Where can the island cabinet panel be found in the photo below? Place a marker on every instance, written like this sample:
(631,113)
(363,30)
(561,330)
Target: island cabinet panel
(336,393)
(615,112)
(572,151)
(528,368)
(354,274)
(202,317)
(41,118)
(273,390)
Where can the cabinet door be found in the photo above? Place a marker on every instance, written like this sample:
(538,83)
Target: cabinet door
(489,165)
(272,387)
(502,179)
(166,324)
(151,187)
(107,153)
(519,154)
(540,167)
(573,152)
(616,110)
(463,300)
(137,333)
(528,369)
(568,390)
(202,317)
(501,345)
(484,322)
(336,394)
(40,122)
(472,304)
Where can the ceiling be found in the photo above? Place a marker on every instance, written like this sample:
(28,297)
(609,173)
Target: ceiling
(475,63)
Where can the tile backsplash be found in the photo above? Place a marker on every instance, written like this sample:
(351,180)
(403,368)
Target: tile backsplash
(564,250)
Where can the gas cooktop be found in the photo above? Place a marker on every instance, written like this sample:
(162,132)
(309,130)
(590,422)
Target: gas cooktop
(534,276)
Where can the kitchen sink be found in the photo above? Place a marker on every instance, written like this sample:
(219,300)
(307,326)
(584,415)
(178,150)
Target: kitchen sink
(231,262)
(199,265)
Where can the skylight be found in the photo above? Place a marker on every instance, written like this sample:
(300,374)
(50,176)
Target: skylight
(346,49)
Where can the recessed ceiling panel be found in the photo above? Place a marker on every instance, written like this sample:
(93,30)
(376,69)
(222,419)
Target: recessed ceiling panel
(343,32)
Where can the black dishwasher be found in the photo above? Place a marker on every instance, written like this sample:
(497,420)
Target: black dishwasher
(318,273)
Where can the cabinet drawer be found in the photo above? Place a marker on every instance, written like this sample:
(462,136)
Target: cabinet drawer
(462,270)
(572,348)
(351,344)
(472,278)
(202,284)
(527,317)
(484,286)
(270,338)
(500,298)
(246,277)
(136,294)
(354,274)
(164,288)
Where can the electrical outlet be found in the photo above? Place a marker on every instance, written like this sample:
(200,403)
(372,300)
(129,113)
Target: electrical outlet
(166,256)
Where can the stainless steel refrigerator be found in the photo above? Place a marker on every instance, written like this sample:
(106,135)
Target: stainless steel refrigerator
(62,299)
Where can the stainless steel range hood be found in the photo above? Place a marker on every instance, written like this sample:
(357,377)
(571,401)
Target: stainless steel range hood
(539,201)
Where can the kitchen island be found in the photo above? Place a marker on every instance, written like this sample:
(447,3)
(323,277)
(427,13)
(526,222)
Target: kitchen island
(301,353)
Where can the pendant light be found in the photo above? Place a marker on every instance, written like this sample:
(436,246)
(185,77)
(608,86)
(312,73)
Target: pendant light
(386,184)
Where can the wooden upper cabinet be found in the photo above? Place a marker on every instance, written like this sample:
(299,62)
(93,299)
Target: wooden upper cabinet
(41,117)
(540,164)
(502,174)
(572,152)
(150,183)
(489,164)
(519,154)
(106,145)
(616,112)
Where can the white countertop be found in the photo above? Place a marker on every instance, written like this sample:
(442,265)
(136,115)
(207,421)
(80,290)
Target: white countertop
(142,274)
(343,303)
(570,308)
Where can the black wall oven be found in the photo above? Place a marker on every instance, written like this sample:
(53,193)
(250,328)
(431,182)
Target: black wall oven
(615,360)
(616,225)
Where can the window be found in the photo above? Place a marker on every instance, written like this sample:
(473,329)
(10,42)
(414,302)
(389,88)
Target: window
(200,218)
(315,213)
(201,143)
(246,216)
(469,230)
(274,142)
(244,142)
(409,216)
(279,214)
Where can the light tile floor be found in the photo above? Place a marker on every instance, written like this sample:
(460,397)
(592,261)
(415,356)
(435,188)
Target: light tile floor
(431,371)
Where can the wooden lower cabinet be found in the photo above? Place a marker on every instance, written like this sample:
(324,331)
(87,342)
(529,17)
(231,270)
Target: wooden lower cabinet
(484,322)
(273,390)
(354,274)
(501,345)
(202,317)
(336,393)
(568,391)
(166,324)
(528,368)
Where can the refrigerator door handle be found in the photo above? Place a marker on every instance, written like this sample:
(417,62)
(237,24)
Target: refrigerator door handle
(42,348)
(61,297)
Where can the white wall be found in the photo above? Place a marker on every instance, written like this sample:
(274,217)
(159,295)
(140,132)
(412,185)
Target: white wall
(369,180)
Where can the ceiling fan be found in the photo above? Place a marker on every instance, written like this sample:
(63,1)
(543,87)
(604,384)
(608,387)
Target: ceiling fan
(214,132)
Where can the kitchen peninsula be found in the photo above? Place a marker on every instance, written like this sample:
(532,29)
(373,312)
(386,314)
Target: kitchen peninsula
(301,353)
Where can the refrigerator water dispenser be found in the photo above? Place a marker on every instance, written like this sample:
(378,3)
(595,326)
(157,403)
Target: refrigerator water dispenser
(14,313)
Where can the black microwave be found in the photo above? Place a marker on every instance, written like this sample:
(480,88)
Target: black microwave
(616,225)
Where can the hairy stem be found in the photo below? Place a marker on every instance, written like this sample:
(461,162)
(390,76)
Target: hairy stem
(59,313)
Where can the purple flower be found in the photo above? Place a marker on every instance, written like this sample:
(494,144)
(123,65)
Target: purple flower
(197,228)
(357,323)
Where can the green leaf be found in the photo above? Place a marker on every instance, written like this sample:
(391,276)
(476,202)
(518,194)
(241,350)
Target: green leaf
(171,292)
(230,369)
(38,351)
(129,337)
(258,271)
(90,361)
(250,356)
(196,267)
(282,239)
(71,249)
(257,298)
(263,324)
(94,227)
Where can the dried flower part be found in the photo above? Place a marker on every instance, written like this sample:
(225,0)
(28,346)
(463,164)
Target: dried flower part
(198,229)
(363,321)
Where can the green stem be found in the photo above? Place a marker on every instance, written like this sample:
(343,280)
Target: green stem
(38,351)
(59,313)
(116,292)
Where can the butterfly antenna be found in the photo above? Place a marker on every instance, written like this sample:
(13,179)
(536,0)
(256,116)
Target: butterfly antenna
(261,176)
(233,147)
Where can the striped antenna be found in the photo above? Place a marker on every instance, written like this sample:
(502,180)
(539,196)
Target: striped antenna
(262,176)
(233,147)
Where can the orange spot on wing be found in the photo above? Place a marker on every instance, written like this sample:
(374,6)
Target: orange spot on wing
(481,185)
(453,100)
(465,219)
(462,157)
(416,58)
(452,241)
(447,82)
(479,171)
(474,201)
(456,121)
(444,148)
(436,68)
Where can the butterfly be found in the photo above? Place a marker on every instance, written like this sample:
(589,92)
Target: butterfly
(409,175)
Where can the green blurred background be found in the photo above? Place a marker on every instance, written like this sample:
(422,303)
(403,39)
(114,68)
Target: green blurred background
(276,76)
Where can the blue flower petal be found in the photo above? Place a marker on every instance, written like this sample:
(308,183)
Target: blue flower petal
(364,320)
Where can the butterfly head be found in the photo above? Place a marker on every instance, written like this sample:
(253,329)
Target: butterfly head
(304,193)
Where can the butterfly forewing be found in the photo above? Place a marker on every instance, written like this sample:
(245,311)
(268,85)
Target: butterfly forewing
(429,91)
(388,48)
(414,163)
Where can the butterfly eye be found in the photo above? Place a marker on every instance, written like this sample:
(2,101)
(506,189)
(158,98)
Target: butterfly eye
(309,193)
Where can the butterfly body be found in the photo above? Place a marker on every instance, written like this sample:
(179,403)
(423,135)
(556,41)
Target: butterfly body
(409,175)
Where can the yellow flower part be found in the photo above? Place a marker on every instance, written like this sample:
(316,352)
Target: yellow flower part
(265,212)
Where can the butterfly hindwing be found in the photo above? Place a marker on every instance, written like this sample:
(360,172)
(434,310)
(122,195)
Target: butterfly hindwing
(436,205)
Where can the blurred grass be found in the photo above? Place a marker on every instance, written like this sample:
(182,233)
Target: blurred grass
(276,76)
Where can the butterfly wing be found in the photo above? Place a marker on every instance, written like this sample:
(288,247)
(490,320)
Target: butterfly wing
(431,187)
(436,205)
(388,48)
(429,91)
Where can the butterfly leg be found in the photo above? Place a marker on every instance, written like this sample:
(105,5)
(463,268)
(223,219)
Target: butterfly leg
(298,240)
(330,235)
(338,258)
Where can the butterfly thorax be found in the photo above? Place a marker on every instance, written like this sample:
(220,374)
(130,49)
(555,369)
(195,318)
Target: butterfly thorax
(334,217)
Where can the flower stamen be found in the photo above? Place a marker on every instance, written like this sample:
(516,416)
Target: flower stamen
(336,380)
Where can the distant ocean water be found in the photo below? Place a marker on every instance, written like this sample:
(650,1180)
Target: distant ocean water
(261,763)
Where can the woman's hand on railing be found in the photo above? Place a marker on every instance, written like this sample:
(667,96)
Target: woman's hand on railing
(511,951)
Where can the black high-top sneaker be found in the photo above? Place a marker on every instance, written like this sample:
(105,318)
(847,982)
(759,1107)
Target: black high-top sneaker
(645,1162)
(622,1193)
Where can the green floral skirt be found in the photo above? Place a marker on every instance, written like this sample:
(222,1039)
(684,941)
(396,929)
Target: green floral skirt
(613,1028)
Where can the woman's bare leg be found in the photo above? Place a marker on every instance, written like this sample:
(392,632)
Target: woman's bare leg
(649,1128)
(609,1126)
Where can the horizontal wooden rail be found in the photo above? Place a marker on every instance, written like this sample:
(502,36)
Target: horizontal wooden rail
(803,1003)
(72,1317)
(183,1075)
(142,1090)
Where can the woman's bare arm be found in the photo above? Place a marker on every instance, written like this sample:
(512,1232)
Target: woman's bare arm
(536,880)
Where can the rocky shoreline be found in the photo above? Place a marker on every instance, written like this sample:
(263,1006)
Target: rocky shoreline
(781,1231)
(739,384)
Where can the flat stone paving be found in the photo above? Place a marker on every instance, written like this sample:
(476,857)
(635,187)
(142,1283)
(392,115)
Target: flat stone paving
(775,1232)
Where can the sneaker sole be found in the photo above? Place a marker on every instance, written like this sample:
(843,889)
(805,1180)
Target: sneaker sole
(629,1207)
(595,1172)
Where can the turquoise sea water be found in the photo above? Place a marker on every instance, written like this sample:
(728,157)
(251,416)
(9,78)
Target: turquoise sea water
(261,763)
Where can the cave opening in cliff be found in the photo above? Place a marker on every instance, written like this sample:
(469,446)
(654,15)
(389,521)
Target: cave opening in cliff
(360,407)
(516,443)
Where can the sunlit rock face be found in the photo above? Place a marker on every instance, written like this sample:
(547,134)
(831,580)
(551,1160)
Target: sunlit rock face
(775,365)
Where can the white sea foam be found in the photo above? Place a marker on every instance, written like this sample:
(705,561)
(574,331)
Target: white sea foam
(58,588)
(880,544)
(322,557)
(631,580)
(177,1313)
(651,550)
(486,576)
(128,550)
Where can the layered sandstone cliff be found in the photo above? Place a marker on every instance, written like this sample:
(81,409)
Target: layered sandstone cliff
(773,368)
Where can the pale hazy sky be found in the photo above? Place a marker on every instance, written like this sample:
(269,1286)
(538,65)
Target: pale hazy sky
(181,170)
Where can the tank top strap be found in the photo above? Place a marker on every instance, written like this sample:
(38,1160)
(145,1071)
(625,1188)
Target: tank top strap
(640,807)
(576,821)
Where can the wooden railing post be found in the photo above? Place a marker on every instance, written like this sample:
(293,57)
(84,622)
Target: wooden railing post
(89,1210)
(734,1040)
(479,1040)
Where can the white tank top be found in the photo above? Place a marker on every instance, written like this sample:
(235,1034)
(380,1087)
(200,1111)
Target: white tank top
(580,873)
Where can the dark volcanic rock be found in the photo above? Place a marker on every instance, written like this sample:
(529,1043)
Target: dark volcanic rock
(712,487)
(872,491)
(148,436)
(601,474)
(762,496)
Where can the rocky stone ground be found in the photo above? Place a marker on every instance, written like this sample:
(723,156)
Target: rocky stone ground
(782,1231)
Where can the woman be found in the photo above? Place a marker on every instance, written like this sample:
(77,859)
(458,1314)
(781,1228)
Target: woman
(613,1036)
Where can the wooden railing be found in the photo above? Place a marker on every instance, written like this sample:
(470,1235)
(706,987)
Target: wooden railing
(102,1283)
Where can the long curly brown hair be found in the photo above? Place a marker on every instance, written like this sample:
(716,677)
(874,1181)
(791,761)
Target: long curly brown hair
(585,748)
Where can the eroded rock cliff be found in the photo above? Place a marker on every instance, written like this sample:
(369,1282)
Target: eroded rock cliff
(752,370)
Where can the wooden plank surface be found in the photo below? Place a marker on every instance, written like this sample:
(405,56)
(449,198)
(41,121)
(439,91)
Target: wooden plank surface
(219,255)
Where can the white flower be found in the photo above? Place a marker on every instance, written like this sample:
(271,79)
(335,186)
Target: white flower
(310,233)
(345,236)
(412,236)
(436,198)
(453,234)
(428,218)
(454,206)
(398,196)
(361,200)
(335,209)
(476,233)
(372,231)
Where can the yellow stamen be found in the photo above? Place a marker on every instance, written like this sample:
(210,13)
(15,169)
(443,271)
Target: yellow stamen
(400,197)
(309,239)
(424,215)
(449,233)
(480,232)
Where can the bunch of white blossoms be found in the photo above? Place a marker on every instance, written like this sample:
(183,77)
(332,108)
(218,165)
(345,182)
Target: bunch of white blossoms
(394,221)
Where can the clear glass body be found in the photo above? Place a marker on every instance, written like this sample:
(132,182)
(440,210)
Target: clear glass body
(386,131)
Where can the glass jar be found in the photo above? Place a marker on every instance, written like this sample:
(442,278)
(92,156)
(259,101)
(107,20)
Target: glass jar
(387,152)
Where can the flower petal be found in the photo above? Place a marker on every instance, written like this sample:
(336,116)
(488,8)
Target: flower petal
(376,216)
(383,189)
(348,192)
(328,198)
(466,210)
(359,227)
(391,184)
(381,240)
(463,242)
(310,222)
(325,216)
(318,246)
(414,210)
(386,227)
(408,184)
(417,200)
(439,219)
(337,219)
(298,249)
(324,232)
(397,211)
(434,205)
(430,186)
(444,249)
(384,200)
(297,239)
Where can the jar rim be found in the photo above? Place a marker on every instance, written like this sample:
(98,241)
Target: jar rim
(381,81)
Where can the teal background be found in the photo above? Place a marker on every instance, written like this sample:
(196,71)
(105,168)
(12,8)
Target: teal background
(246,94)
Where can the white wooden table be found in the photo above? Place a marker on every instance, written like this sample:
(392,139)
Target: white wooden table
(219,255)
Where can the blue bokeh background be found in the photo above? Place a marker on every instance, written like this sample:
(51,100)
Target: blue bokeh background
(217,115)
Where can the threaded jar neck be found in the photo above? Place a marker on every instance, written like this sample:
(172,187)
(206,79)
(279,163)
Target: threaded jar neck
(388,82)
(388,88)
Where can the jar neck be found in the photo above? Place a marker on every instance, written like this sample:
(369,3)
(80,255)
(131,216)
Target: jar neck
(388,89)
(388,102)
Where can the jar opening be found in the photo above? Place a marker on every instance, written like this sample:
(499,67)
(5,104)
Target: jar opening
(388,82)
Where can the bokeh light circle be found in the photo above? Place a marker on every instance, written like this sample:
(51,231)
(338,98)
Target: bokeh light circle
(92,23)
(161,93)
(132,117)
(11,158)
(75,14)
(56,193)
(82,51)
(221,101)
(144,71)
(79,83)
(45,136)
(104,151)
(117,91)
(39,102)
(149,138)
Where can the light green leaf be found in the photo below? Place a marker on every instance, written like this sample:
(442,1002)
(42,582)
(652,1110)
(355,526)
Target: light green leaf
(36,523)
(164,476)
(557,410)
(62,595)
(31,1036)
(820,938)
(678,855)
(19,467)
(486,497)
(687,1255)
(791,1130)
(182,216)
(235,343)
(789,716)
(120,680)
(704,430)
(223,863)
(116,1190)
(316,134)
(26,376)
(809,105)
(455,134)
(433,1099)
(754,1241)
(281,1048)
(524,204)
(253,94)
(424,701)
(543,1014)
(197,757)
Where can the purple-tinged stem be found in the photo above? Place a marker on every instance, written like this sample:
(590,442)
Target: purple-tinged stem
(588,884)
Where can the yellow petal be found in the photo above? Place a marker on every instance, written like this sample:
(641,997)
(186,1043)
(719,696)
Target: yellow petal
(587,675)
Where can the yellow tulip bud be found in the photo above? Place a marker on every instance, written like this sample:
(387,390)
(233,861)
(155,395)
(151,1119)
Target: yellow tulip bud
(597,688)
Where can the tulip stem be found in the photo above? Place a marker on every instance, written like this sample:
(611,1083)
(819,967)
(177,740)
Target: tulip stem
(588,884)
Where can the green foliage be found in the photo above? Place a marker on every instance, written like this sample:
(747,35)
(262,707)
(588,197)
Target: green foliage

* Task details: The answer consists only of the lines from the one containing "Where can the purple-tinged" to the end of the records, each written out exactly.

* Result of this exercise:
Where can the purple-tinged stem be found in the photo above? Place a marker on every instance, written like this sample:
(590,442)
Target: purple-tinged stem
(588,884)
Where can the yellow petal be found in the photo above? Place a marker on every instance, written like this sample:
(641,997)
(186,1043)
(719,696)
Target: yellow petal
(587,675)
Where can the yellow tulip bud be found in the photo above? Place a marker on every instance, written like this sample:
(387,390)
(233,861)
(155,395)
(151,1119)
Target: yellow tulip bud
(597,688)
Where can the tulip stem be found in the photo above? Place a marker on every instance, written like this sample:
(611,1083)
(819,967)
(177,740)
Target: tulip stem
(588,884)
Where can the green foliage be found in the photo above? Place a marker on every instance, written like this sample:
(747,35)
(262,707)
(588,197)
Target: green foliage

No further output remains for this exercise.